--- Reading passage ---
[Mlir-commits] [mlir] [mlir][vector] Set InBound for vector read write after peeling (PR #89108)

Thu Apr 18 20:57:28 PDT 2024

https://github.com/ShivaChen updated https://github.com/llvm/llvm-project/pull/89108

>From a3fed33d46aa0f358a1e2f851e369c4d3eee156d Mon Sep 17 00:00:00 2001
From: Shiva Chen <shiva.chen at imgtec.com>
Date: Wed, 17 Apr 2024 17:22:24 +0100
Subject: [PATCH 1/3] [mlir][vector] Set InBound for vector read write after
 peeling

Setting InBound attribute for vector.transfer_read/write if the
loop iteration is multiple of vector size.

In this case, the number of effective vector elements in the last
iteration is equal to vector size. So the mask can be avoid to
generate by setting the attribute.

The loop could be produced by -scf-for-loop-peeling.
---
 mlir/lib/Dialect/Vector/IR/CMakeLists.txt     |  1 +
 mlir/lib/Dialect/Vector/IR/VectorOps.cpp      | 55 ++++++++++++++++++-
 .../Dialect/Vector/vector-transforms.mlir     | 23 ++++++++
 3 files changed, 78 insertions(+), 1 deletion(-)

diff --git a/mlir/lib/Dialect/Vector/IR/CMakeLists.txt b/mlir/lib/Dialect/Vector/IR/CMakeLists.txt
index 204462ffd047c6..95d31b9d8639cc 100644
--- a/mlir/lib/Dialect/Vector/IR/CMakeLists.txt
+++ b/mlir/lib/Dialect/Vector/IR/CMakeLists.txt
@@ -24,6 +24,7 @@ add_mlir_dialect_library(MLIRVectorDialect
   MLIRMaskingOpInterface
   MLIRMemRefDialect
   MLIRSideEffectInterfaces
+  MLIRSCFDialect
   MLIRTensorDialect
   MLIRValueBoundsOpInterface
   MLIRVectorInterfaces
diff --git a/mlir/lib/Dialect/Vector/IR/VectorOps.cpp b/mlir/lib/Dialect/Vector/IR/VectorOps.cpp
index 3e6425879cc67f..b233ad9786ce14 100644
--- a/mlir/lib/Dialect/Vector/IR/VectorOps.cpp
+++ b/mlir/lib/Dialect/Vector/IR/VectorOps.cpp
@@ -13,11 +13,13 @@
 
 #include "mlir/Dialect/Vector/IR/VectorOps.h"
 
+#include "mlir/Dialect/Affine/IR/AffineOps.h"
 #include "mlir/Dialect/Affine/IR/ValueBoundsOpInterfaceImpl.h"
 #include "mlir/Dialect/Arith/IR/Arith.h"
 #include "mlir/Dialect/Arith/Utils/Utils.h"
 #include "mlir/Dialect/Bufferization/IR/BufferizableOpInterface.h"
 #include "mlir/Dialect/MemRef/IR/MemRef.h"
+#include "mlir/Dialect/SCF/IR/SCF.h"
 #include "mlir/Dialect/Tensor/IR/Tensor.h"
 #include "mlir/Dialect/Utils/IndexingUtils.h"
 #include "mlir/Dialect/Utils/StructuredOpsUtils.h"

--- Short problem ---
According to the patch note above, which option could produce the loop?

--- Saved data entries ---
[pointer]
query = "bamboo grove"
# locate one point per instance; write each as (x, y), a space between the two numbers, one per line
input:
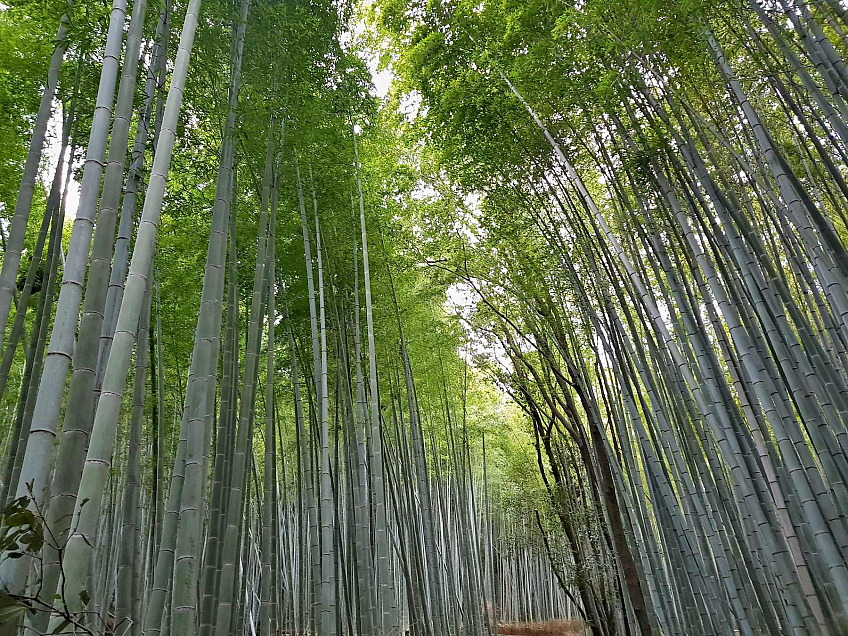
(283, 469)
(558, 329)
(649, 207)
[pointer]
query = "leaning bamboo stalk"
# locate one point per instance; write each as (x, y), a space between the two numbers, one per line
(105, 422)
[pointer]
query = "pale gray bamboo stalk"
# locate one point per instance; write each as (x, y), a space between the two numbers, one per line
(228, 590)
(128, 564)
(386, 594)
(103, 432)
(36, 461)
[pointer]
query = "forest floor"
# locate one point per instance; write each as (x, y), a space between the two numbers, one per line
(548, 628)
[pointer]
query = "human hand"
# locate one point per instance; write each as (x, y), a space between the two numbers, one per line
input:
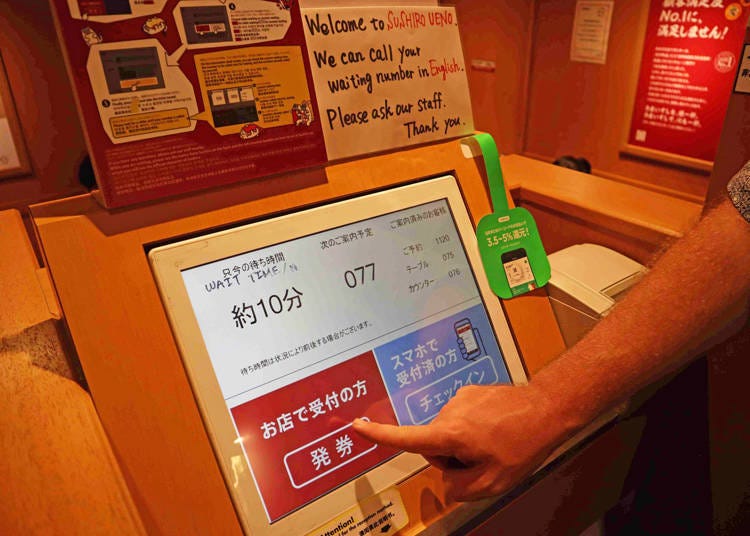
(485, 440)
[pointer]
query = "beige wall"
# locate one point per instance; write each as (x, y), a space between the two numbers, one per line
(44, 102)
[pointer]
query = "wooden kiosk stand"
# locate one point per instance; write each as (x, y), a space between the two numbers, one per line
(99, 265)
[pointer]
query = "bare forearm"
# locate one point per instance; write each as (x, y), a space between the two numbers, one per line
(646, 335)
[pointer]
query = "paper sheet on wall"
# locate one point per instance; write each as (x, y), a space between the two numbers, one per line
(591, 31)
(387, 76)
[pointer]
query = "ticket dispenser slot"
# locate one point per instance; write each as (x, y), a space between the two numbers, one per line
(587, 281)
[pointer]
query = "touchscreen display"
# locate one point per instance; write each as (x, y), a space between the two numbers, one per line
(379, 319)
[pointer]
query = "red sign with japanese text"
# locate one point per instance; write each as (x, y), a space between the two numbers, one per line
(690, 57)
(299, 440)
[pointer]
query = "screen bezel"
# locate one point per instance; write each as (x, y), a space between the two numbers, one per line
(170, 260)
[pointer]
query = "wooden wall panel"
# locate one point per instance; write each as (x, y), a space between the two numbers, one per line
(584, 109)
(44, 102)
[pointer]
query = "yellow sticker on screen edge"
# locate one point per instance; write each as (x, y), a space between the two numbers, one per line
(382, 514)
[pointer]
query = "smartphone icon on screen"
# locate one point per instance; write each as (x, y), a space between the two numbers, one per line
(518, 270)
(467, 339)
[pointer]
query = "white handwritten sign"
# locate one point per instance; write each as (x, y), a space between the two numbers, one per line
(387, 77)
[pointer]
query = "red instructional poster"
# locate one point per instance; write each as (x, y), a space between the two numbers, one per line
(690, 56)
(177, 96)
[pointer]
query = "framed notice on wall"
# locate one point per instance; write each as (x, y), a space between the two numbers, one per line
(690, 58)
(13, 158)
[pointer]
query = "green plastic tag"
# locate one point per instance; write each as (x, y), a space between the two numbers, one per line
(512, 251)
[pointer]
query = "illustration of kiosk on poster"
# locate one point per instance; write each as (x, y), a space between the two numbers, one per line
(181, 95)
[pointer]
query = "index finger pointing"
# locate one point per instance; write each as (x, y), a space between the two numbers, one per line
(419, 439)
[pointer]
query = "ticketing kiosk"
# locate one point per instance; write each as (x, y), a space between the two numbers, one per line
(230, 337)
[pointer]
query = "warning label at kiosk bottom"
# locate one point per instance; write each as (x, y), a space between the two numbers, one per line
(382, 514)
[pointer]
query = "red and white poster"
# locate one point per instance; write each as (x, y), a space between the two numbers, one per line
(180, 95)
(690, 58)
(177, 96)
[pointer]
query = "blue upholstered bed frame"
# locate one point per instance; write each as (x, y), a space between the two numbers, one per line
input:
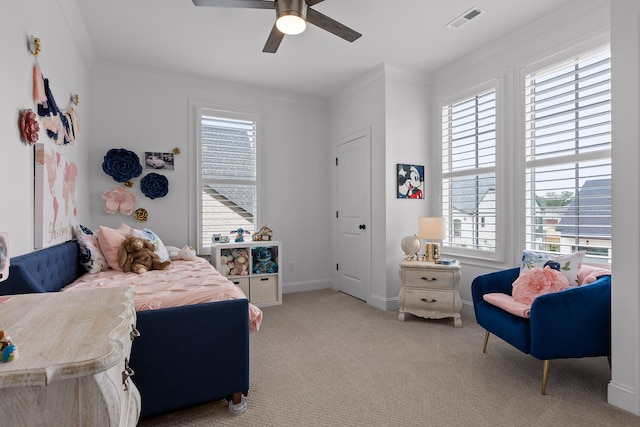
(184, 356)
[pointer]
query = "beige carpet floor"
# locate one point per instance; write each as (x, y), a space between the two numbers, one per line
(323, 358)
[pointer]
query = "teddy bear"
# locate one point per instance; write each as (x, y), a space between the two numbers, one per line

--- Result ---
-scf-for-loop-peeling